-- Recorded data start --
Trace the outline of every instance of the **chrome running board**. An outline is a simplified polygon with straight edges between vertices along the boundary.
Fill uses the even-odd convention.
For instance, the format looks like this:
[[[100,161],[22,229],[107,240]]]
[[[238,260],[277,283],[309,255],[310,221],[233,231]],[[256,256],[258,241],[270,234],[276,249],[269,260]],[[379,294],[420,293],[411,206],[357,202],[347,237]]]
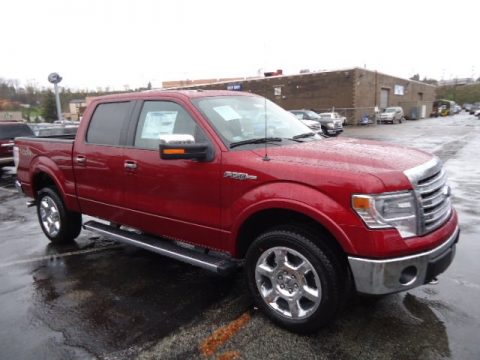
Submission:
[[[152,251],[175,260],[183,261],[221,275],[229,274],[239,265],[239,262],[235,260],[209,255],[190,248],[184,248],[169,240],[133,233],[97,221],[88,221],[83,224],[83,227],[84,229],[105,235],[116,241]]]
-- Recorded data end --
* [Aim of the exercise] Convert every line of the source data above into a JSON array of strings, one string per line, skipping any blank lines. Leave the pictures out.

* [Correct output]
[
  "Trace the outline of every instance of the **chrome running board**. An outline is a simplified polygon with straight edges between vertices along the boundary.",
  "Fill uses the even-odd convention.",
  "For instance, the format looks like this:",
  "[[[100,161],[22,229],[107,240]]]",
  "[[[238,260],[277,283],[309,255],[310,221],[233,231]],[[256,256],[258,241],[270,234],[276,249],[269,260]],[[379,294],[420,293],[411,206],[357,202],[347,237]]]",
  "Submission:",
  "[[[152,251],[175,260],[183,261],[221,275],[229,274],[239,265],[239,262],[235,260],[209,255],[190,248],[184,248],[169,240],[133,233],[97,221],[88,221],[83,224],[83,227],[84,229],[105,235],[116,241]]]"
]